WHAT NEEDS TO BE DONE: Reproduce every line of the listing below word for word.

Stored items from the collection:
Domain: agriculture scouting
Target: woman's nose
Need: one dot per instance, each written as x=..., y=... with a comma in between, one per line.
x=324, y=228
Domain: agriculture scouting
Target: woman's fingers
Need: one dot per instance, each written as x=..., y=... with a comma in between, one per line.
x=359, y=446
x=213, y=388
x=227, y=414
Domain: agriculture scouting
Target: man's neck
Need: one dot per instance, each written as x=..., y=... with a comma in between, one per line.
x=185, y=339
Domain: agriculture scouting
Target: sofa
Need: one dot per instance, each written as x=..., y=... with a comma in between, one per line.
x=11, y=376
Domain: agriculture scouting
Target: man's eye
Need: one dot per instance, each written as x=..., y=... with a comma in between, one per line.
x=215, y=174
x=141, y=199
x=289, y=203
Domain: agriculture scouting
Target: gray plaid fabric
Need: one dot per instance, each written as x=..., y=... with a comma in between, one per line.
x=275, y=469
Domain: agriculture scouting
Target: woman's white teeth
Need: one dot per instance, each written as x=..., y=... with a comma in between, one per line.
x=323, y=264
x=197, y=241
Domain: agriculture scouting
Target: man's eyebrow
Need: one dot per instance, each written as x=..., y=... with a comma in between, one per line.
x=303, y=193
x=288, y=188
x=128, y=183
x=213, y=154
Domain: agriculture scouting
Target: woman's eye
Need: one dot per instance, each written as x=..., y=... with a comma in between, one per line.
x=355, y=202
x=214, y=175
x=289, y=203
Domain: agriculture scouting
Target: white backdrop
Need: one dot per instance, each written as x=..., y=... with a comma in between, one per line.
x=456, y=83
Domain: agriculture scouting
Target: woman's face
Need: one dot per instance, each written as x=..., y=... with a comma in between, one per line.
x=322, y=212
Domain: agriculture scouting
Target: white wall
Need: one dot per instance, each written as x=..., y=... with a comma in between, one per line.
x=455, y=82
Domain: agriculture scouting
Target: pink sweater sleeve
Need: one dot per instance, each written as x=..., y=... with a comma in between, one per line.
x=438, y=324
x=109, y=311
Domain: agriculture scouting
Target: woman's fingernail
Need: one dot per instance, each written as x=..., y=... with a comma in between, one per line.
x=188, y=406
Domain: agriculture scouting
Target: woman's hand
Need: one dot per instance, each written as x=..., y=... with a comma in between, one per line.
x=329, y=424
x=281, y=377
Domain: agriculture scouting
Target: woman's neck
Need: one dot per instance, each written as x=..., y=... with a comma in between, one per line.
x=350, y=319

EXERCISE RESULT:
Domain: agriculture scouting
Target: woman's nose
Need: one dot per instance, each written as x=..., y=... with a comma in between, one per line.
x=324, y=228
Domain: agriculture scouting
Target: woman's fingers
Need: one dot per instance, each written as x=..., y=... with a comma in between, one per line.
x=359, y=446
x=213, y=388
x=227, y=414
Domain: agriculture scouting
Target: man's neck
Need: one dot per instance, each written as x=..., y=... with a comma in between, one per line.
x=185, y=339
Domain: agriculture scouting
Target: sofa
Need: one dot per instance, each written as x=..., y=... with a comma in between, one per line.
x=11, y=376
Domain: agriculture scouting
Target: man's eye
Need: one dot per instance, each written as x=..., y=... with a comma in between, one per line.
x=215, y=174
x=141, y=199
x=289, y=203
Domain: agriculture scouting
Target: gray plaid fabric
Need: one dot per instance, each written as x=..., y=... with a comma in between, one per line.
x=275, y=469
Domain: agriculture scouting
Target: woman's white teeth
Need: one dot per instance, each written as x=..., y=... with a comma in between, one per line.
x=323, y=264
x=197, y=241
Domain: agriculture scouting
Target: man's eyebrow
Need: one dot per instance, each written as x=..., y=... with a comma in between, one per line.
x=303, y=193
x=288, y=188
x=128, y=183
x=213, y=154
Domain: agriculture scouting
Target: woman's eye
Need: one dot per instance, each written as x=..., y=... with a comma in between, one per line.
x=355, y=202
x=214, y=175
x=289, y=203
Domain: agriculture scouting
Target: white backdrop
Need: one dot per instance, each written as x=..., y=... with a comma in between, one per line.
x=456, y=83
Domain: agriculture scouting
Target: woman's face
Need: one dot per instance, each written as x=..., y=... with a comma in between, one per line.
x=322, y=212
Domain: agriculture scouting
Target: white wall
Need: one dot per instance, each written as x=..., y=... with a comma in between, one per line.
x=455, y=82
Domain: agriculture scouting
Target: pink sweater sleeve
Need: one dot per instance, each written as x=..., y=... with a comma in between, one per line.
x=438, y=324
x=109, y=311
Domain: agriculture scouting
Target: woman's fingernail
Need: one dot per instance, each written as x=..., y=... with a comma in between, one per line.
x=188, y=406
Domain: agriculture scouting
Target: woman's hand
Need: one dot per instance, each written as x=..., y=... with a comma in between, one per line.
x=329, y=424
x=281, y=377
Domain: agriculture scouting
Target: woman's neck
Need: one dot per instance, each written as x=..., y=... with a comma in between, one per line.
x=350, y=319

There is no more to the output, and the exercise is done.